Material provided:
######

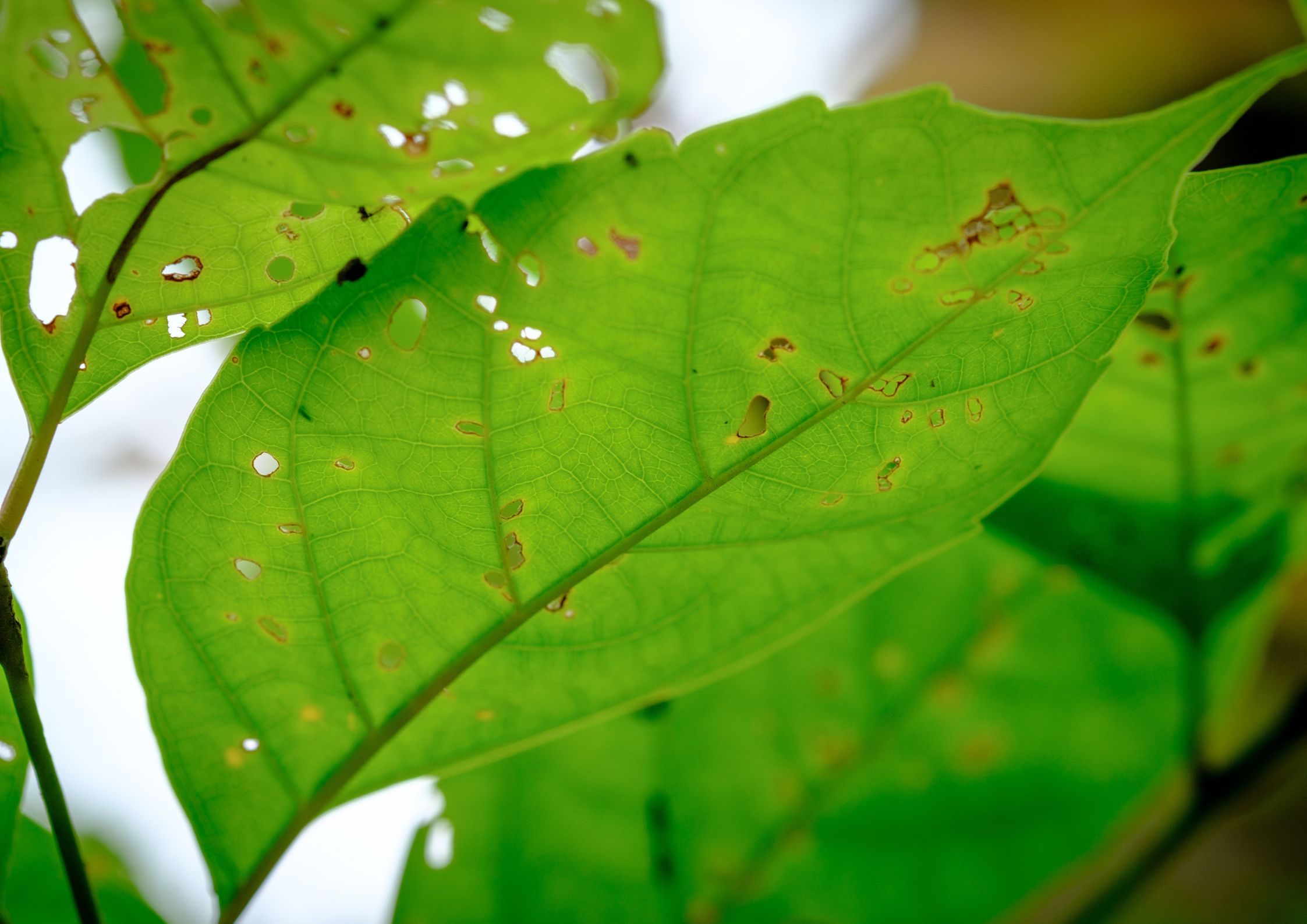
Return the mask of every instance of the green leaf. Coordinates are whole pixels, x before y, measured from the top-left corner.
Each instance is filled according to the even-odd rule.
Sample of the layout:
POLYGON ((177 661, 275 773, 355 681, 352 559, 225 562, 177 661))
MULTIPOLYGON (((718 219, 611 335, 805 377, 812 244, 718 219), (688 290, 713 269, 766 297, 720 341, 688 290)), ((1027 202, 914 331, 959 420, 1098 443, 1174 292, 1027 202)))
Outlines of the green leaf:
POLYGON ((1307 548, 1304 203, 1302 157, 1185 180, 1167 276, 991 520, 1170 612, 1212 650, 1213 708, 1256 668, 1283 608, 1268 582, 1307 548))
MULTIPOLYGON (((163 924, 106 844, 84 838, 81 851, 105 924, 163 924)), ((77 924, 55 839, 30 818, 18 821, 4 911, 9 924, 77 924)))
MULTIPOLYGON (((643 0, 503 0, 491 12, 507 26, 491 18, 495 27, 489 9, 480 0, 132 4, 116 60, 129 107, 105 85, 107 68, 88 93, 76 67, 51 76, 20 54, 68 17, 56 4, 10 3, 7 84, 24 99, 8 94, 5 106, 25 118, 7 118, 4 144, 39 182, 4 195, 16 213, 48 213, 20 230, 25 248, 52 233, 81 247, 81 291, 52 329, 26 310, 25 286, 10 285, 0 303, 33 425, 69 387, 71 413, 157 355, 274 322, 438 197, 471 201, 525 167, 566 159, 643 107, 660 69, 643 0), (165 158, 149 184, 76 220, 59 165, 69 127, 81 128, 69 99, 90 95, 98 119, 140 132, 165 158)), ((4 260, 17 280, 30 250, 4 260)))
POLYGON ((333 801, 701 684, 972 529, 1142 303, 1183 171, 1303 60, 1107 123, 927 89, 640 133, 251 332, 128 576, 227 917, 333 801))
POLYGON ((853 617, 442 779, 395 924, 995 920, 1183 766, 1183 639, 1069 569, 980 537, 853 617))

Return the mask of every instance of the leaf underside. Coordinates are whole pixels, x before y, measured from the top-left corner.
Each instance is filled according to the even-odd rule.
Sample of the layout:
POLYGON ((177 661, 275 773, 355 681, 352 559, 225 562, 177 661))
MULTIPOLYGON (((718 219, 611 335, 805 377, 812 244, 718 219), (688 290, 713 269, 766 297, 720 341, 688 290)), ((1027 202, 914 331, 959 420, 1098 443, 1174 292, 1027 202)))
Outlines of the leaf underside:
POLYGON ((703 682, 972 529, 1302 58, 1107 123, 923 90, 640 133, 248 335, 128 576, 229 916, 332 801, 703 682))
POLYGON ((995 920, 1183 762, 1182 648, 970 540, 758 668, 442 780, 454 863, 418 833, 395 924, 995 920))
POLYGON ((0 333, 33 425, 84 324, 95 336, 67 413, 149 359, 277 320, 438 197, 566 159, 644 106, 661 61, 643 0, 505 0, 497 27, 486 9, 131 3, 118 67, 159 86, 128 99, 63 4, 8 4, 0 166, 21 182, 0 192, 0 230, 18 240, 0 250, 0 333), (162 169, 78 217, 60 165, 105 127, 157 145, 162 169), (47 328, 27 280, 37 240, 56 234, 81 248, 80 290, 47 328))

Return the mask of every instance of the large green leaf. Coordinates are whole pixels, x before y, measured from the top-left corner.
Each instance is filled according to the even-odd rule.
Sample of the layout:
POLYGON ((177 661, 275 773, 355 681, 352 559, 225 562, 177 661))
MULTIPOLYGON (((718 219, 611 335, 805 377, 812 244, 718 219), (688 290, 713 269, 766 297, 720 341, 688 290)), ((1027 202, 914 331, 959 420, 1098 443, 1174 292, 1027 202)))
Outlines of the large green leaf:
MULTIPOLYGON (((4 894, 5 920, 9 924, 77 924, 72 893, 50 831, 30 818, 20 818, 13 840, 4 894)), ((81 852, 105 924, 163 924, 106 844, 85 838, 81 852)))
POLYGON ((395 924, 993 920, 1174 780, 1183 651, 971 540, 763 665, 442 780, 454 863, 420 833, 395 924))
POLYGON ((31 179, 3 193, 27 217, 21 247, 3 255, 0 322, 34 425, 67 391, 90 335, 69 412, 162 353, 281 318, 437 197, 471 201, 524 167, 566 159, 639 110, 660 69, 644 0, 220 9, 127 5, 116 67, 135 90, 128 106, 94 51, 86 69, 98 76, 81 76, 85 43, 63 4, 5 4, 4 165, 31 179), (78 38, 50 38, 65 31, 78 38), (64 60, 54 72, 47 48, 64 60), (71 101, 86 99, 78 111, 142 133, 165 157, 149 184, 76 220, 59 165, 84 128, 71 101), (30 247, 50 234, 81 247, 81 290, 47 329, 18 284, 30 247))
POLYGON ((1039 480, 992 518, 1213 647, 1216 706, 1283 608, 1268 582, 1303 557, 1304 201, 1307 158, 1185 180, 1166 278, 1039 480))
POLYGON ((1142 303, 1183 171, 1303 60, 1106 123, 928 89, 640 133, 248 335, 128 576, 227 915, 333 800, 702 682, 971 529, 1142 303))

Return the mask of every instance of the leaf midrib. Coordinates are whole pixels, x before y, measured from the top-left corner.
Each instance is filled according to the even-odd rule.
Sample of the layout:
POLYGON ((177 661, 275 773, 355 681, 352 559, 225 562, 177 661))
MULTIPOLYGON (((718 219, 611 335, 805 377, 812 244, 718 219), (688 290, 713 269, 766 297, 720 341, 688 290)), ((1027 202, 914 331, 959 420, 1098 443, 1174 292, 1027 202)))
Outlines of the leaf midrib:
MULTIPOLYGON (((823 110, 822 118, 830 115, 829 110, 823 110)), ((1146 116, 1145 116, 1146 118, 1146 116)), ((1004 280, 1012 277, 1017 273, 1018 268, 1030 260, 1031 254, 1042 254, 1047 244, 1067 234, 1077 225, 1080 225, 1087 216, 1093 214, 1103 203, 1110 201, 1116 196, 1116 193, 1128 183, 1131 183, 1136 176, 1150 169, 1157 161, 1165 157, 1174 148, 1187 141, 1192 135, 1195 135, 1201 127, 1206 125, 1212 119, 1213 114, 1208 112, 1202 118, 1195 119, 1193 123, 1187 125, 1183 131, 1170 135, 1165 144, 1157 148, 1150 156, 1141 158, 1131 170, 1125 171, 1115 183, 1108 186, 1095 200, 1087 203, 1073 218, 1068 217, 1067 225, 1061 229, 1059 235, 1048 235, 1048 239, 1034 251, 1019 255, 1017 260, 1013 260, 1008 268, 1002 269, 996 274, 993 282, 984 289, 995 288, 1004 280)), ((1123 120, 1127 122, 1127 120, 1123 120)), ((680 150, 678 148, 673 152, 680 150)), ((1172 208, 1179 192, 1179 182, 1176 182, 1176 188, 1172 192, 1172 208)), ((951 188, 951 187, 950 187, 951 188)), ((1171 230, 1171 242, 1175 238, 1174 226, 1171 230)), ((1154 278, 1161 271, 1161 265, 1154 268, 1154 278)), ((749 470, 757 463, 762 461, 770 456, 776 450, 787 446, 791 440, 806 433, 809 429, 822 422, 830 414, 835 413, 838 409, 852 404, 856 401, 861 392, 882 378, 886 372, 893 371, 897 366, 903 363, 912 353, 920 349, 923 345, 928 344, 942 331, 948 329, 953 322, 961 318, 971 306, 976 305, 983 299, 974 297, 972 299, 961 303, 953 311, 948 312, 944 318, 931 325, 924 331, 916 340, 911 341, 907 346, 894 354, 882 366, 877 367, 863 379, 856 382, 850 388, 846 388, 844 395, 831 401, 829 405, 821 408, 814 414, 812 414, 805 421, 796 423, 791 430, 776 437, 771 443, 761 447, 752 456, 736 463, 733 467, 725 469, 721 474, 706 478, 699 487, 694 489, 686 494, 681 501, 670 504, 661 514, 655 515, 644 523, 644 525, 633 531, 626 538, 613 544, 604 553, 596 555, 588 565, 578 569, 566 579, 555 582, 553 586, 545 591, 531 597, 520 606, 510 612, 510 614, 493 626, 488 633, 477 638, 471 646, 468 646, 463 652, 456 655, 447 663, 447 667, 438 672, 431 681, 422 687, 417 695, 414 695, 408 703, 405 703, 399 711, 396 711, 389 719, 376 727, 376 729, 365 736, 363 740, 349 751, 346 757, 337 765, 337 768, 328 775, 318 792, 314 793, 311 799, 301 805, 301 809, 291 817, 290 822, 281 830, 277 838, 272 842, 269 848, 260 855, 257 864, 255 864, 250 876, 237 887, 233 894, 231 902, 222 910, 220 915, 218 924, 231 924, 244 910, 244 906, 254 897, 254 893, 263 883, 267 876, 272 872, 272 868, 280 860, 281 855, 290 847, 290 843, 299 835, 299 833, 322 812, 324 812, 335 797, 344 791, 345 785, 367 765, 367 762, 392 738, 395 738, 410 721, 413 721, 425 710, 431 701, 435 699, 439 693, 450 686, 455 680, 457 680, 463 673, 465 673, 473 664, 481 660, 482 656, 493 651, 505 638, 516 631, 521 625, 524 625, 532 616, 540 612, 545 604, 557 599, 559 593, 575 587, 586 578, 591 576, 605 565, 612 562, 621 554, 625 554, 640 541, 647 538, 650 535, 655 533, 657 529, 663 528, 681 514, 687 511, 690 507, 697 504, 699 501, 710 497, 719 487, 733 481, 738 474, 749 470)), ((1117 308, 1119 310, 1119 308, 1117 308)), ((693 414, 691 418, 693 421, 693 414)), ((1016 490, 1016 489, 1013 489, 1016 490)), ((1012 491, 1009 491, 1010 494, 1012 491)), ((306 528, 307 533, 307 528, 306 528)), ((499 535, 498 523, 495 524, 495 533, 499 535)), ((501 538, 502 545, 502 538, 501 538)))

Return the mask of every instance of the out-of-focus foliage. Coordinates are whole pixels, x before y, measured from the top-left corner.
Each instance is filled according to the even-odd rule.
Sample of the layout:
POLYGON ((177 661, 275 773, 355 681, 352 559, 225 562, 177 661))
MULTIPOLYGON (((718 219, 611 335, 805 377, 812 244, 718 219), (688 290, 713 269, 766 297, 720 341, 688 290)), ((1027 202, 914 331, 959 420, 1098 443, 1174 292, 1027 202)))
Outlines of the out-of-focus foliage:
MULTIPOLYGON (((105 924, 163 924, 107 846, 85 838, 81 850, 105 924)), ((3 904, 9 924, 77 924, 55 839, 30 818, 18 819, 3 904)))
POLYGON ((0 231, 17 237, 0 333, 34 425, 68 375, 72 412, 157 355, 284 316, 439 196, 566 159, 642 108, 661 65, 643 0, 132 0, 112 67, 69 8, 8 0, 0 20, 0 231), (162 167, 78 217, 60 165, 106 125, 133 179, 152 149, 162 167), (80 288, 43 324, 27 278, 51 235, 81 248, 80 288))
POLYGON ((642 133, 251 333, 128 580, 227 915, 333 800, 702 682, 972 528, 1303 59, 1100 124, 923 90, 642 133))
MULTIPOLYGON (((1307 158, 1185 182, 1167 276, 1040 477, 992 518, 1170 613, 1209 650, 1222 711, 1302 587, 1304 201, 1307 158)), ((1249 731, 1214 729, 1216 757, 1249 731)))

######

Problem details: Collect every line in the data above that contains the word "foliage".

Response to the exercise:
Return the mask of every instance of the out-of-focus foliage. Coordinates are whole pixels, x before y, measured from the top-left corner.
Outlines of the out-of-focus foliage:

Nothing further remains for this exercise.